The request: In the entries that follow, identify the line containing "Where can you spot the blue" and return it together with all later lines, exactly as they appear.

Given records:

»»

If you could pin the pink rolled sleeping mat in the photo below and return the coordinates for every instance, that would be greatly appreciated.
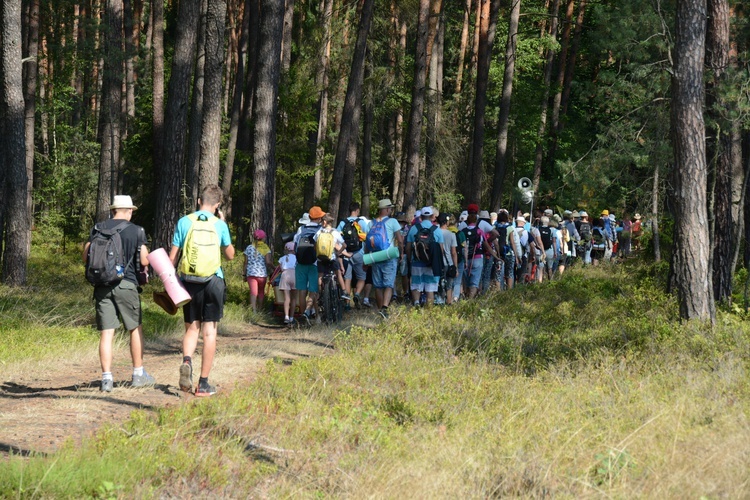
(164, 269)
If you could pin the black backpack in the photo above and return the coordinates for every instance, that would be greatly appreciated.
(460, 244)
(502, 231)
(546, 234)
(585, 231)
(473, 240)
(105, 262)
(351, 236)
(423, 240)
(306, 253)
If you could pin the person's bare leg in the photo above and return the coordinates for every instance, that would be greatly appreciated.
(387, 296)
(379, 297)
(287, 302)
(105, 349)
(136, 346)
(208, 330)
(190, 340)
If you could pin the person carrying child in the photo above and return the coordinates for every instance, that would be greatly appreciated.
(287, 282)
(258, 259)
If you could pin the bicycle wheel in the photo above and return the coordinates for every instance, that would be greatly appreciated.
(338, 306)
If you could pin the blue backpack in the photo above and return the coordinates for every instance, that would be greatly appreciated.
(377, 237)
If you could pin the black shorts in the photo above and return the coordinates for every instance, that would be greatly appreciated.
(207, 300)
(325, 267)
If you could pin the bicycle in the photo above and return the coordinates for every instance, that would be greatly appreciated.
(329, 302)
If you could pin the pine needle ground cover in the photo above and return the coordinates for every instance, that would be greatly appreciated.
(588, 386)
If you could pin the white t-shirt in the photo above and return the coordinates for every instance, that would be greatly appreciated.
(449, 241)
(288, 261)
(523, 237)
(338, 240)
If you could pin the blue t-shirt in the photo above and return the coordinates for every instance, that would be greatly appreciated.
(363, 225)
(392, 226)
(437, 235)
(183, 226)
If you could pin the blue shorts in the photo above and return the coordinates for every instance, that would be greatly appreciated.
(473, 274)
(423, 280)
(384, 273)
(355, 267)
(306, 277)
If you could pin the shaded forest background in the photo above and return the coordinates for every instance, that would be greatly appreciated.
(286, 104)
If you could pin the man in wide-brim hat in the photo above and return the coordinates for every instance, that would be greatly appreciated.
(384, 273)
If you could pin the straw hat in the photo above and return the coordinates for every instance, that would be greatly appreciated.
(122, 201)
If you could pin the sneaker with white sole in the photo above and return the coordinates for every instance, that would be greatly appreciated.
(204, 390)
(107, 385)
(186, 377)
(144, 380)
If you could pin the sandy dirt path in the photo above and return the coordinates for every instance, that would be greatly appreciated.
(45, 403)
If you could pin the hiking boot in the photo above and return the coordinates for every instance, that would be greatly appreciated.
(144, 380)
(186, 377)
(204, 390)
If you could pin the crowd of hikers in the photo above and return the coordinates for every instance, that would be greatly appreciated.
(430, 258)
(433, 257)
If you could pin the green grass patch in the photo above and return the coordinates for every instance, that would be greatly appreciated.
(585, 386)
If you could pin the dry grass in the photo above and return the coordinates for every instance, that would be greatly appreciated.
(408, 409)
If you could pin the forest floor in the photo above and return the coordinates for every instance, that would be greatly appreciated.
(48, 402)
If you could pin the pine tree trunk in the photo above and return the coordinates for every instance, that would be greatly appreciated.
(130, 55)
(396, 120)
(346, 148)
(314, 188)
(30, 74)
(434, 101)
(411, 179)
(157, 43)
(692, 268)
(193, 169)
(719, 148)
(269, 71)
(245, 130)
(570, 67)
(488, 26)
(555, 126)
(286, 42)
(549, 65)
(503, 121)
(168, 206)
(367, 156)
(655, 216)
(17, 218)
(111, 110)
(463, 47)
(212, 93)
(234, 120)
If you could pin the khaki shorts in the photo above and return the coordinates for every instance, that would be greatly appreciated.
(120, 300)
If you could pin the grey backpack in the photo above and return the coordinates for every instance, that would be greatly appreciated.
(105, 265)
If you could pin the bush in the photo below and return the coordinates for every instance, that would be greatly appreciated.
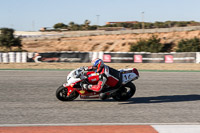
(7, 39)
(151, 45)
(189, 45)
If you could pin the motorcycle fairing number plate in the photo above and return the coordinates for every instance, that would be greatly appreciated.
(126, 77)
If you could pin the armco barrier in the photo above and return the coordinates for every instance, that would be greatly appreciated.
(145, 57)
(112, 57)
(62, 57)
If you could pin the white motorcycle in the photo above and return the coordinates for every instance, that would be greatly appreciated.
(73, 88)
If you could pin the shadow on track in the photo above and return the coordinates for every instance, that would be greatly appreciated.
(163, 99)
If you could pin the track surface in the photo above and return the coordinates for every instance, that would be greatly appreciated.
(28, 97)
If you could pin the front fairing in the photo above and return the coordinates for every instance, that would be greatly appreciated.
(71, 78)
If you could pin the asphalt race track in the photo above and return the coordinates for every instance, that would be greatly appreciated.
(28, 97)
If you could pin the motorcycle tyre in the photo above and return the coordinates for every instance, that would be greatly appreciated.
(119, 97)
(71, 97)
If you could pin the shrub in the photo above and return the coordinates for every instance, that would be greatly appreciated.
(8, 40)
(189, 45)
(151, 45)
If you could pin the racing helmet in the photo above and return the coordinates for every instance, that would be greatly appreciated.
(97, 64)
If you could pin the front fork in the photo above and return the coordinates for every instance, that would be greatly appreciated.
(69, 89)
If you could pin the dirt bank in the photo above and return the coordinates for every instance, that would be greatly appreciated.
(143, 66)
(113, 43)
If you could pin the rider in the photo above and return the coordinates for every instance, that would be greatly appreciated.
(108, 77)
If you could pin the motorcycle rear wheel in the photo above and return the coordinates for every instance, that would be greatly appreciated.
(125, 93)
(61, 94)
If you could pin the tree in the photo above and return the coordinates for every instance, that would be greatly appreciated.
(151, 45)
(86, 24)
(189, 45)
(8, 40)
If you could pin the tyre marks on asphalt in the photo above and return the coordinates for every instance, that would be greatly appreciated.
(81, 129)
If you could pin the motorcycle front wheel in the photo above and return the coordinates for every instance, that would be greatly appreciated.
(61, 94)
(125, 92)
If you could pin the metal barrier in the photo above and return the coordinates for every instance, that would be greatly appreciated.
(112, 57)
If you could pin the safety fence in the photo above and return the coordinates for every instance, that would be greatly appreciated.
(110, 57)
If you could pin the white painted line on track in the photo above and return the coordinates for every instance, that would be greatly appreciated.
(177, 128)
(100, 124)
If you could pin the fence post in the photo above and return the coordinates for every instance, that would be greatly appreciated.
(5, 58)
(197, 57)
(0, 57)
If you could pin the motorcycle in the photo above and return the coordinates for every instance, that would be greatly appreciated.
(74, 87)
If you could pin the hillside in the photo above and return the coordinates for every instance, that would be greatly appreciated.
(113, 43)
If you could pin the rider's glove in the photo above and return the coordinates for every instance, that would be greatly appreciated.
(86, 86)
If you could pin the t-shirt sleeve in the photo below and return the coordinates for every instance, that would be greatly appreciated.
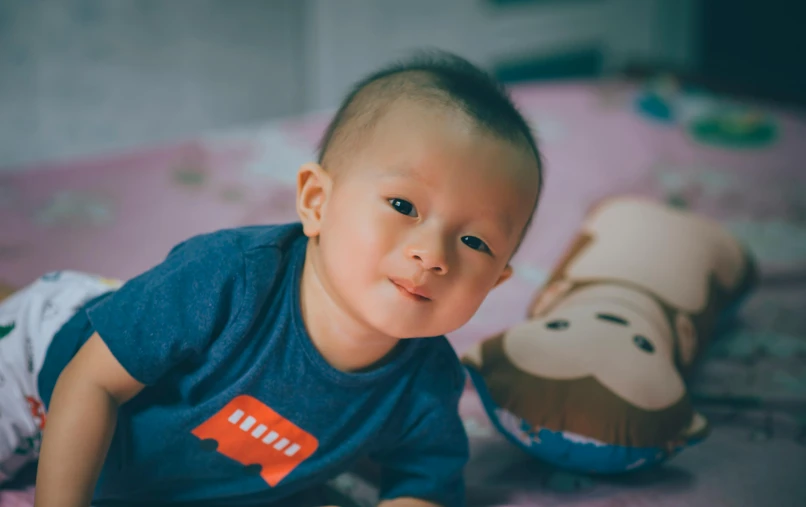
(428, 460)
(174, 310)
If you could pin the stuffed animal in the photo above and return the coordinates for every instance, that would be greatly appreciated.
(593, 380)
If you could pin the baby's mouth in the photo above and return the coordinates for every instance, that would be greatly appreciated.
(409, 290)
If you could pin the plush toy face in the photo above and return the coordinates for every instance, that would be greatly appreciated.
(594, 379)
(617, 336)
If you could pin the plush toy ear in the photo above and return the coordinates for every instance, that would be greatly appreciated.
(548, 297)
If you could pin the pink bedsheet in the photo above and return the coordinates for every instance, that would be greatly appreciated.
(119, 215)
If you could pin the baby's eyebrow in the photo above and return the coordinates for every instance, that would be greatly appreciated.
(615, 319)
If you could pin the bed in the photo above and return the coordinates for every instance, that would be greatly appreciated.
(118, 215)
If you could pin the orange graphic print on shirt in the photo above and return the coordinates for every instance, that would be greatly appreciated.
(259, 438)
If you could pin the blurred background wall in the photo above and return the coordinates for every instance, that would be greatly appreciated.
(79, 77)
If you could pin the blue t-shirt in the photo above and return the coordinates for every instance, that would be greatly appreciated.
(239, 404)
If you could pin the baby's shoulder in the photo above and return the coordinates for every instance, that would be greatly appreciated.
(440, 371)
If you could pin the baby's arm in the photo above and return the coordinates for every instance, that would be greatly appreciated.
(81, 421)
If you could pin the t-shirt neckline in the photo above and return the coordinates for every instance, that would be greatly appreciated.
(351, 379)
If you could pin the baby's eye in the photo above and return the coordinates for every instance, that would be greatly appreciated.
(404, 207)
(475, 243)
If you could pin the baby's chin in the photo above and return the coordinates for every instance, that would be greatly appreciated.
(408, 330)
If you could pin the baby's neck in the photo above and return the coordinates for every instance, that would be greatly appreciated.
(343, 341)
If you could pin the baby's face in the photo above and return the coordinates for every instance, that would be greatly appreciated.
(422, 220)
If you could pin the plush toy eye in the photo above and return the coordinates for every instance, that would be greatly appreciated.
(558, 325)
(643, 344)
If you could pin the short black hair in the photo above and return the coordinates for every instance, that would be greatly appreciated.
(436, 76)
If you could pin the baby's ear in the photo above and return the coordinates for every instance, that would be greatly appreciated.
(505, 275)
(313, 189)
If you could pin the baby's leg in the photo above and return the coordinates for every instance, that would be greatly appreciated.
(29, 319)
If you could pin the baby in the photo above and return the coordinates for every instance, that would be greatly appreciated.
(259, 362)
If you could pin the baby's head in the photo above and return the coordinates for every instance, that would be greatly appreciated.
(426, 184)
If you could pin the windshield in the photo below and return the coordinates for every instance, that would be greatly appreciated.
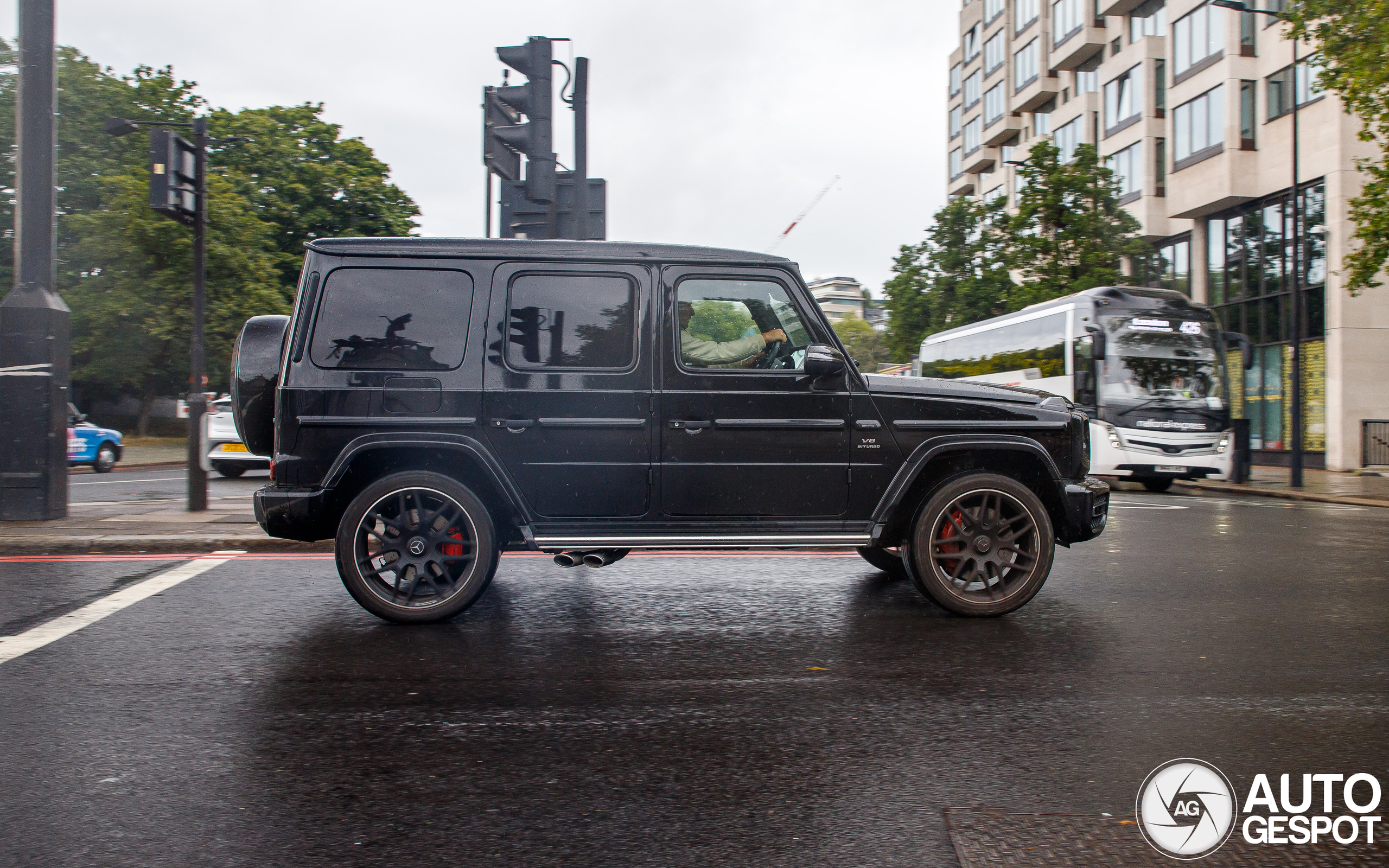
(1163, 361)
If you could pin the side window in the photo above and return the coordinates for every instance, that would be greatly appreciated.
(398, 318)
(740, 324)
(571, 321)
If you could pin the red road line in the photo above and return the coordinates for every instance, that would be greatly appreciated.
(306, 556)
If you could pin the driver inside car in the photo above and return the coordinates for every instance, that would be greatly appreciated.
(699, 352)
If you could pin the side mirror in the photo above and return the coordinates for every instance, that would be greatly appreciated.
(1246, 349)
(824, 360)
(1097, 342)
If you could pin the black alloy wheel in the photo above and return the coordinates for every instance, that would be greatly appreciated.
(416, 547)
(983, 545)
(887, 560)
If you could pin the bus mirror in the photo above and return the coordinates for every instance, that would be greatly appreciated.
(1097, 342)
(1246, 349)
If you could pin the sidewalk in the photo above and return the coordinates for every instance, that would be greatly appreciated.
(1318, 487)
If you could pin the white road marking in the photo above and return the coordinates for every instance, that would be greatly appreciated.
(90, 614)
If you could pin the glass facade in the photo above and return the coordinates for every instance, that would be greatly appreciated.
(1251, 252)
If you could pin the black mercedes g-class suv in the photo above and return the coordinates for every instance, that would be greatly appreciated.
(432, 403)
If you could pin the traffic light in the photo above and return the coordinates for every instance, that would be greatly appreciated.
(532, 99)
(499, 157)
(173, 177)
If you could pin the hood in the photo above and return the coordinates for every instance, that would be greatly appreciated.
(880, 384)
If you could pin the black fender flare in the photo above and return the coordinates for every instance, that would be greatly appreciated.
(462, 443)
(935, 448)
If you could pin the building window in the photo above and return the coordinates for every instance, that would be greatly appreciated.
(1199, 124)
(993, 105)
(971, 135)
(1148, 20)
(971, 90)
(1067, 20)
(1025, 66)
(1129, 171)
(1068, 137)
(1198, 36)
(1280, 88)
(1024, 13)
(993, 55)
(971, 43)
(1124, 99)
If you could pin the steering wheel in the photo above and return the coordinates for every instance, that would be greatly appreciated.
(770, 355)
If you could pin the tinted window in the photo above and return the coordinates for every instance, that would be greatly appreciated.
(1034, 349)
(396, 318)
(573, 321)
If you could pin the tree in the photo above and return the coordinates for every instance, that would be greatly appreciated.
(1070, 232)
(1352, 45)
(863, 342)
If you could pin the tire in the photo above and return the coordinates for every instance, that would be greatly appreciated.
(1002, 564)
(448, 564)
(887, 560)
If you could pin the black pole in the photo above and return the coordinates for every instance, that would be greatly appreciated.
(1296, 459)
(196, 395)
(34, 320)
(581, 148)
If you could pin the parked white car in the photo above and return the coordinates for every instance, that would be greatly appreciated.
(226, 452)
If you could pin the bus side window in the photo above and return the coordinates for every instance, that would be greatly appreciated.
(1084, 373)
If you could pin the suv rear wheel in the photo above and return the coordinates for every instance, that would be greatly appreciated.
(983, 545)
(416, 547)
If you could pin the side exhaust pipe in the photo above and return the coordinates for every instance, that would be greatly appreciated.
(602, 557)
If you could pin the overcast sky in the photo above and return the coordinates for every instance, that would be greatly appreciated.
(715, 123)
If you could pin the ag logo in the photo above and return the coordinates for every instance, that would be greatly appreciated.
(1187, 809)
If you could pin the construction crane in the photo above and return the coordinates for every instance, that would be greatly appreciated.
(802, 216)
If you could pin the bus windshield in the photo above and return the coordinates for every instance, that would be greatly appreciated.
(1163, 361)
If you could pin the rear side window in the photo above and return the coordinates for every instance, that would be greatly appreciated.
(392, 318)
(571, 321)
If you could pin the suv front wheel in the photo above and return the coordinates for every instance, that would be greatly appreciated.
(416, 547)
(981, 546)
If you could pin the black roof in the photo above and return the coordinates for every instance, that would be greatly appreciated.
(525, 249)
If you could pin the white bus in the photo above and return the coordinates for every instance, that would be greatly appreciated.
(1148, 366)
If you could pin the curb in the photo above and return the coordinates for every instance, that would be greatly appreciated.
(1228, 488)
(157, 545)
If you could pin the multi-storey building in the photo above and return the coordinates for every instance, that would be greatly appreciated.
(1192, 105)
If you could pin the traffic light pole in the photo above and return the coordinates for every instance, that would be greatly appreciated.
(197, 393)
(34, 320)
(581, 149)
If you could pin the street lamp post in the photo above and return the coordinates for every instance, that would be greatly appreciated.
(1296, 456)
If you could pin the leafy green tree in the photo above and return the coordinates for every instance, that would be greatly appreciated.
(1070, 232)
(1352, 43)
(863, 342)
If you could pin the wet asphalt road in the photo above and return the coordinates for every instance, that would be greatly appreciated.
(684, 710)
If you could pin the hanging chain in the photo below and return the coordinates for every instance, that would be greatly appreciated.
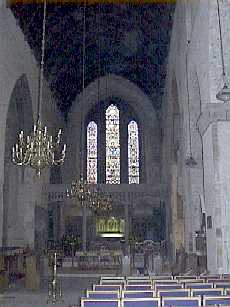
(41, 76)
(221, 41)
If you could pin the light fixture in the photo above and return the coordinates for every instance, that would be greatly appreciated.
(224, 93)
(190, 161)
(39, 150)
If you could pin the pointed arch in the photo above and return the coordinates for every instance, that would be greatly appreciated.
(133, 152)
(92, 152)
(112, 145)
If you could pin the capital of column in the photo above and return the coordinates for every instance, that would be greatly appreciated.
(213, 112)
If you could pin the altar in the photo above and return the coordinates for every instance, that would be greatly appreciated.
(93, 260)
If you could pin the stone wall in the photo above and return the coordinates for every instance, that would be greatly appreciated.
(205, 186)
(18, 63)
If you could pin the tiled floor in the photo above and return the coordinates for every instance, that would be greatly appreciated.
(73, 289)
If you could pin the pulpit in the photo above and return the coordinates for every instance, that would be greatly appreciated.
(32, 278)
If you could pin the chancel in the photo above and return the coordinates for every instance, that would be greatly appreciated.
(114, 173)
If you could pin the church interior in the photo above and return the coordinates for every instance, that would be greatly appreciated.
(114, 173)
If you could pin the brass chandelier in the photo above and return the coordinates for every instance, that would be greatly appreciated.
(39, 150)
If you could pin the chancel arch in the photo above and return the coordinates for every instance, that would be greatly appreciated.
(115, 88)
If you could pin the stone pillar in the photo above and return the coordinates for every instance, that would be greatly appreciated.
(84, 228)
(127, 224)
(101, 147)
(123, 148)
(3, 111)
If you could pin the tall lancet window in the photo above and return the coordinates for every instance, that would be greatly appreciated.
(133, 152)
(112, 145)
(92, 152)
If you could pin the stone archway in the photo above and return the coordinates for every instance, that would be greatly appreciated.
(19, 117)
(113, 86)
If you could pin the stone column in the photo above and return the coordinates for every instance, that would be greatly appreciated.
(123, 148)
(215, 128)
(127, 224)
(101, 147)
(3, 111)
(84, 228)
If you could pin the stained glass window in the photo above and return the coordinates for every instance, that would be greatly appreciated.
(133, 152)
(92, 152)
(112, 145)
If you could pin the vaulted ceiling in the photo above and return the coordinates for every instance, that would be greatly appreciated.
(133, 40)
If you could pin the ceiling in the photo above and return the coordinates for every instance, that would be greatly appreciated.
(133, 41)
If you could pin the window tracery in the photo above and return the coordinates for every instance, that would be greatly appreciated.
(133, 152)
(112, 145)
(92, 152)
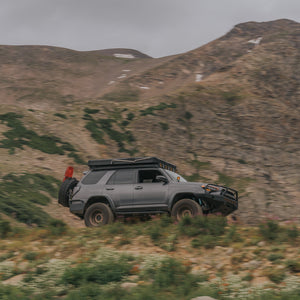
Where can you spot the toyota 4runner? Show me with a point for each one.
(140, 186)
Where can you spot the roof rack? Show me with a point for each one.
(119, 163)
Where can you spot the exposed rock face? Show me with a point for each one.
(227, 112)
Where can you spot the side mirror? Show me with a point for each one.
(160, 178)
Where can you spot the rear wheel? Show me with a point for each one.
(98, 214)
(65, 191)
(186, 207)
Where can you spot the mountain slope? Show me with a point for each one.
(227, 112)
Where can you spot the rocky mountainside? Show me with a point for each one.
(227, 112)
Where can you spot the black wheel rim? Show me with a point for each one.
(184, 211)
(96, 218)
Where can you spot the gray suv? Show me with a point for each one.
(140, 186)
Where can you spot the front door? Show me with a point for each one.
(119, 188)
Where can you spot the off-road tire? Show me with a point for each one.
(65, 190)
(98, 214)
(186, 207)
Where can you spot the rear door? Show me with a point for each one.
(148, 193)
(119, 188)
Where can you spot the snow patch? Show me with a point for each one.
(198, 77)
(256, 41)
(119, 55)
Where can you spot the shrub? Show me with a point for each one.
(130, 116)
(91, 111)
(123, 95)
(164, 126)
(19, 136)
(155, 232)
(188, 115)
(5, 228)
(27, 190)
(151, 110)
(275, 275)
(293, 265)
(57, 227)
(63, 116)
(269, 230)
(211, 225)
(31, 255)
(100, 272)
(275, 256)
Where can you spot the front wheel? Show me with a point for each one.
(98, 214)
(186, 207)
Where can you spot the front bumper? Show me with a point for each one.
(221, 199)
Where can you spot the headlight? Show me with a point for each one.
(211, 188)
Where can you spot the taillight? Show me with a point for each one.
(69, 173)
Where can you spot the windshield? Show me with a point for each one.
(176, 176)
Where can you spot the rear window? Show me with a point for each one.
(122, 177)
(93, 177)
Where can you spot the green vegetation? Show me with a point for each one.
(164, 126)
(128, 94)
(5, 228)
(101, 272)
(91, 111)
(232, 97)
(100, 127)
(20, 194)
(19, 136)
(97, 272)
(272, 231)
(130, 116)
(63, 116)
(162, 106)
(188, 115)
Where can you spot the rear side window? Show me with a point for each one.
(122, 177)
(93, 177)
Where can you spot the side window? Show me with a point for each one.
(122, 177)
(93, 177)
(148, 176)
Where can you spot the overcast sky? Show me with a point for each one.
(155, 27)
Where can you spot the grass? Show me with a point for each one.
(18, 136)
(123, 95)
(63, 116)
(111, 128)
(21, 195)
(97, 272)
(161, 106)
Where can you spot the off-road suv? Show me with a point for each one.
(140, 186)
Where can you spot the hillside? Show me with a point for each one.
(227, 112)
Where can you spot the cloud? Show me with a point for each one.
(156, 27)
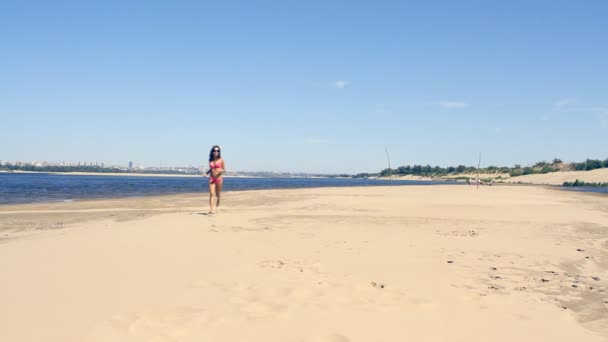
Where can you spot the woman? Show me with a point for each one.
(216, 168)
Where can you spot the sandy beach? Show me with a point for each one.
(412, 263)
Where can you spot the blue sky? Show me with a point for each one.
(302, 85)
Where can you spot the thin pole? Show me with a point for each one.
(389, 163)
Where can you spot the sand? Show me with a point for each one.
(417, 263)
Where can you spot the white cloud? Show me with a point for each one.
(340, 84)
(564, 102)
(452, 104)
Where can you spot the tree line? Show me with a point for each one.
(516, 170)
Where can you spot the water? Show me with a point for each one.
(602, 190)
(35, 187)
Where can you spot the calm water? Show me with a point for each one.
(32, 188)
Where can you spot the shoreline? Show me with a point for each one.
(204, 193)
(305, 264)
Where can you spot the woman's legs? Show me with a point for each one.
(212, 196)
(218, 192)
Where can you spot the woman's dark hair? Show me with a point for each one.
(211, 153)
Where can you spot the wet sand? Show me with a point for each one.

««

Task result:
Where can you spot the blue sky? Show me with a point for each one.
(302, 85)
Where can you spot the thin pole? Show me with a point for each one.
(389, 163)
Where can you spot the sand? Show me with a point for each one.
(417, 263)
Where can you spot the white cloud? Show me with a point for each one.
(340, 84)
(564, 102)
(452, 104)
Where can you spot the tree line? Show me with a point for each one.
(516, 170)
Where can you spot the water? Show me with a point for each one.
(602, 190)
(35, 187)
Where can you spot the calm water? Show me with a point for each one.
(32, 188)
Where can you spot the shoreline? Show me with a point for each one.
(204, 193)
(305, 264)
Where can you spot the woman's legs? Show me with a point for each one.
(212, 196)
(218, 192)
Where can you spot the woman's dark hair? Show me with a point for each one.
(211, 153)
Where can you spot the wet sand? Show me with a point for each one.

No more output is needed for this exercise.